-- What is needed --
Produce a verbatim copy of the lines from the one holding "Could you please indicate the wooden" through the last line of the listing, and nothing else.

/---

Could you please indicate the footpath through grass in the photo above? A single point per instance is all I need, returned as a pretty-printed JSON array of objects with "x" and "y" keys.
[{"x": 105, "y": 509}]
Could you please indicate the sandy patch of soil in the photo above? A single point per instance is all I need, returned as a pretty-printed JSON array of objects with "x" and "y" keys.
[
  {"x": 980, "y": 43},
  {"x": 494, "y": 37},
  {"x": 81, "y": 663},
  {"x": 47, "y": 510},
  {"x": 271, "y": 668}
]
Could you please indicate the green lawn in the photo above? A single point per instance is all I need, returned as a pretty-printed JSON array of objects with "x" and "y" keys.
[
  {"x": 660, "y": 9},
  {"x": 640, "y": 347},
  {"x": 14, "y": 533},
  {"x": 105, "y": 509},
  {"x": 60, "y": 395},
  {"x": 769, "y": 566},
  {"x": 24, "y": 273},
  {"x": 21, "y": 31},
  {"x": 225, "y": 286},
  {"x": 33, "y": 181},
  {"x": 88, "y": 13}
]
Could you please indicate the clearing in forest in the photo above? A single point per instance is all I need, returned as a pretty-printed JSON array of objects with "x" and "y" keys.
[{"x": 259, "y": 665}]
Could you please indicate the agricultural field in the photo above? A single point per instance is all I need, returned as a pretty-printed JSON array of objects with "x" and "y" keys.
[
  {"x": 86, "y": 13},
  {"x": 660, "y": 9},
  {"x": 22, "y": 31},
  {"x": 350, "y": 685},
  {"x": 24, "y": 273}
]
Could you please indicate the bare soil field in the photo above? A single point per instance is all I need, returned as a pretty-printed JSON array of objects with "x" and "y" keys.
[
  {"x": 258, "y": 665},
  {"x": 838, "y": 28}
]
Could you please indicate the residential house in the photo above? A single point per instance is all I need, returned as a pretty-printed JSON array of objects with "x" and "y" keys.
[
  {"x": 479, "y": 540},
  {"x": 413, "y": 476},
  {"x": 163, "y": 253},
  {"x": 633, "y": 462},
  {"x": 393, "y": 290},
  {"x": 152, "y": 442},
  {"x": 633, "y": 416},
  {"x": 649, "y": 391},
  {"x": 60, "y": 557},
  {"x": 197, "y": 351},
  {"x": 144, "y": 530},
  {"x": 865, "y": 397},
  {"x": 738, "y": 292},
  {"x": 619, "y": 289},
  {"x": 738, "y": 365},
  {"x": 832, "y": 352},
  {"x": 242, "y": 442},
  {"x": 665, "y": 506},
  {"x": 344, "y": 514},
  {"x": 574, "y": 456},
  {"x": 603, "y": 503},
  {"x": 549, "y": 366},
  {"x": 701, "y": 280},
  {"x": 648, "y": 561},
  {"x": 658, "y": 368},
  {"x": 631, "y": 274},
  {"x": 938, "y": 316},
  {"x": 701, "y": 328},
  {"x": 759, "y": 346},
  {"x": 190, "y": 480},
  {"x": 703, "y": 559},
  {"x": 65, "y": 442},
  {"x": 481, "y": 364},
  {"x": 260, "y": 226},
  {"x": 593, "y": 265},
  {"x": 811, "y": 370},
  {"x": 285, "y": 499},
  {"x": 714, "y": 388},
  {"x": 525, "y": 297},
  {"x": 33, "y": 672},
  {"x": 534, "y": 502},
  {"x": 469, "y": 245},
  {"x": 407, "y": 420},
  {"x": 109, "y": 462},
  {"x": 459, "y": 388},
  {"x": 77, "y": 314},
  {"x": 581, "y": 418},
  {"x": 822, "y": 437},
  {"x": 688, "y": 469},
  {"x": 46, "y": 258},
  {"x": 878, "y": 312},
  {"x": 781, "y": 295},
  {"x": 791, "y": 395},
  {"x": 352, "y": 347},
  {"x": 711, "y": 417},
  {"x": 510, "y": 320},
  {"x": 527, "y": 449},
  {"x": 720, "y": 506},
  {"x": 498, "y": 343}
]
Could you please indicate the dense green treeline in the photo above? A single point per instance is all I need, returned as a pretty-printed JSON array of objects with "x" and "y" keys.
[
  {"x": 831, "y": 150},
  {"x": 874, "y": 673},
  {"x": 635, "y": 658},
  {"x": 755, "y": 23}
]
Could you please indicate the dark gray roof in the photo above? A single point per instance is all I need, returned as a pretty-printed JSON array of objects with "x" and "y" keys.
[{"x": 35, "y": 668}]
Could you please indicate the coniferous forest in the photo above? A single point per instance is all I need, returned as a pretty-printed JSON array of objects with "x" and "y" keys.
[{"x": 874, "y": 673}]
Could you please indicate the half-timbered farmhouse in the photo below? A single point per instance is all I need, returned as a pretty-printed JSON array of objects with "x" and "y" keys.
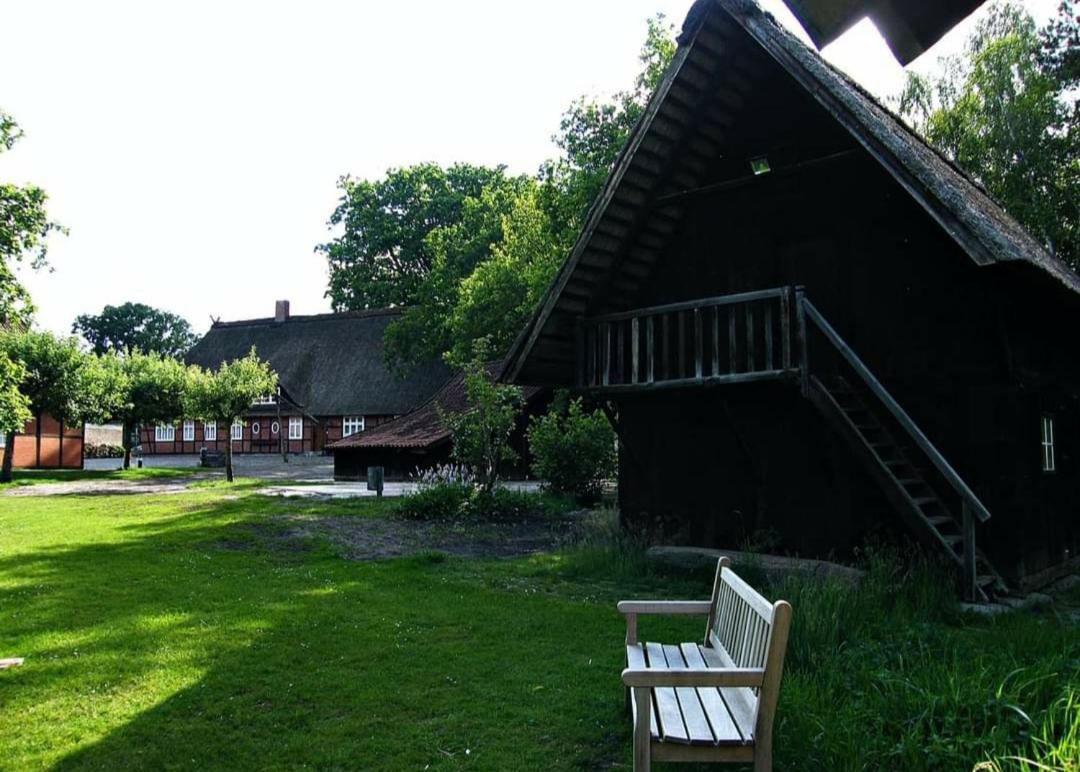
[
  {"x": 45, "y": 443},
  {"x": 811, "y": 325},
  {"x": 333, "y": 382},
  {"x": 421, "y": 439}
]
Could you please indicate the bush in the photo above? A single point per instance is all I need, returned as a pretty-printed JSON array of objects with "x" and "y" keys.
[
  {"x": 444, "y": 500},
  {"x": 102, "y": 450},
  {"x": 574, "y": 451}
]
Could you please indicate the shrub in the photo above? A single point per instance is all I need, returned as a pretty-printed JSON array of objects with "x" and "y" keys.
[
  {"x": 572, "y": 450},
  {"x": 102, "y": 450},
  {"x": 441, "y": 501}
]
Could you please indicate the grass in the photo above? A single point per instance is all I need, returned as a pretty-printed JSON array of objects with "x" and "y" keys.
[
  {"x": 186, "y": 632},
  {"x": 31, "y": 476}
]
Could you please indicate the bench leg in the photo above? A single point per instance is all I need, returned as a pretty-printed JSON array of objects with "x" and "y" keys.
[{"x": 643, "y": 737}]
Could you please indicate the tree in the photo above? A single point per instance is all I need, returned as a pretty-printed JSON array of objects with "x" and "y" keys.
[
  {"x": 574, "y": 450},
  {"x": 471, "y": 261},
  {"x": 150, "y": 389},
  {"x": 58, "y": 379},
  {"x": 481, "y": 433},
  {"x": 136, "y": 327},
  {"x": 382, "y": 254},
  {"x": 24, "y": 230},
  {"x": 225, "y": 395},
  {"x": 1006, "y": 111}
]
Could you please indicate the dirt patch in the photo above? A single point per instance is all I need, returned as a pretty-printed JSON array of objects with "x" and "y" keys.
[{"x": 376, "y": 538}]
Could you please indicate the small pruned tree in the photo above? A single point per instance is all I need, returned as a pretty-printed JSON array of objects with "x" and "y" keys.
[
  {"x": 572, "y": 449},
  {"x": 481, "y": 433},
  {"x": 149, "y": 389},
  {"x": 225, "y": 395},
  {"x": 135, "y": 327},
  {"x": 56, "y": 378}
]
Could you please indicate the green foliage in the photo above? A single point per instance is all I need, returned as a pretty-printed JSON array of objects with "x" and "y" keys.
[
  {"x": 149, "y": 388},
  {"x": 14, "y": 405},
  {"x": 24, "y": 230},
  {"x": 481, "y": 433},
  {"x": 572, "y": 450},
  {"x": 383, "y": 253},
  {"x": 135, "y": 327},
  {"x": 1006, "y": 111},
  {"x": 226, "y": 394},
  {"x": 454, "y": 501},
  {"x": 471, "y": 251}
]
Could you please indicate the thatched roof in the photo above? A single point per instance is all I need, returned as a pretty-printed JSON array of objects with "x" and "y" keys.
[
  {"x": 730, "y": 53},
  {"x": 422, "y": 428},
  {"x": 328, "y": 364},
  {"x": 908, "y": 28}
]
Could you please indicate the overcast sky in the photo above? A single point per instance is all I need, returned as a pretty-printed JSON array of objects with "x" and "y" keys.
[{"x": 192, "y": 149}]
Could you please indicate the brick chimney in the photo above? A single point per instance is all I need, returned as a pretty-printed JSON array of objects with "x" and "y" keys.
[{"x": 281, "y": 311}]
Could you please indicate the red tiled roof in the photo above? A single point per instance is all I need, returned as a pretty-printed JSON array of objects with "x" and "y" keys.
[{"x": 423, "y": 427}]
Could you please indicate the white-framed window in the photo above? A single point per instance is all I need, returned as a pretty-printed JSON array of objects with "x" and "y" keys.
[{"x": 1049, "y": 461}]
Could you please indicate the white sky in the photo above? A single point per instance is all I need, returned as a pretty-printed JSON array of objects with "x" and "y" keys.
[{"x": 192, "y": 149}]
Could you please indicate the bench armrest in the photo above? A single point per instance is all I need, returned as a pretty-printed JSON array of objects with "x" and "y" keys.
[
  {"x": 711, "y": 677},
  {"x": 700, "y": 608}
]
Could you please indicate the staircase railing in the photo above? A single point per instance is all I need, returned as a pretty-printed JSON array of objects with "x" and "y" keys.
[
  {"x": 725, "y": 339},
  {"x": 972, "y": 508}
]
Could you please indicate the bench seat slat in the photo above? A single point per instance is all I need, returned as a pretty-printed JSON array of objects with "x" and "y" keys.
[
  {"x": 635, "y": 658},
  {"x": 693, "y": 716},
  {"x": 670, "y": 716},
  {"x": 724, "y": 728},
  {"x": 741, "y": 701}
]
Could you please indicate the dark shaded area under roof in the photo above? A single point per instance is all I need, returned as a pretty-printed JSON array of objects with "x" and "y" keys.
[
  {"x": 733, "y": 62},
  {"x": 327, "y": 364},
  {"x": 423, "y": 427},
  {"x": 909, "y": 28}
]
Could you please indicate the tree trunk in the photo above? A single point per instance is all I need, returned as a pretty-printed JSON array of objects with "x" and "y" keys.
[
  {"x": 125, "y": 441},
  {"x": 9, "y": 458},
  {"x": 228, "y": 456}
]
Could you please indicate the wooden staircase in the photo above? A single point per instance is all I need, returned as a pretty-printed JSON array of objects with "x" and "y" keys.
[{"x": 904, "y": 482}]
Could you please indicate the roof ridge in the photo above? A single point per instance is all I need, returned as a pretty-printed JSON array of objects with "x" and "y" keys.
[{"x": 332, "y": 315}]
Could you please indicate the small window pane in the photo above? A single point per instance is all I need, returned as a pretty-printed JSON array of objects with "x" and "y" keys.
[{"x": 1049, "y": 460}]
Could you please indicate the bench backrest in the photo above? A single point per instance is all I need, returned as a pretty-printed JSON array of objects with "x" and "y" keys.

\---

-- Worked solution --
Could you please indicate the wooden staircase in the photo above? A single point per instance is all I need, returned as a pretty-printed JSON array of objects with "x" and "y" keys.
[{"x": 904, "y": 482}]
Could you please indicate the roof ridge in the photo above? A single point per instance is all I need, returned as a pretty-printed JSON array of objects with "x" and "y" keys.
[{"x": 332, "y": 315}]
Could you please indicate the small window pane in the photo above? A single point per instance is all I need, returned as a pretty-printed JSON array of objects with "x" and "y" keys.
[{"x": 1049, "y": 460}]
Could you please indicate the bench backrest in the photo above? A single point per instance is all I need, returned as a pretty-printed JSON array of objects with "x" and "y" keys.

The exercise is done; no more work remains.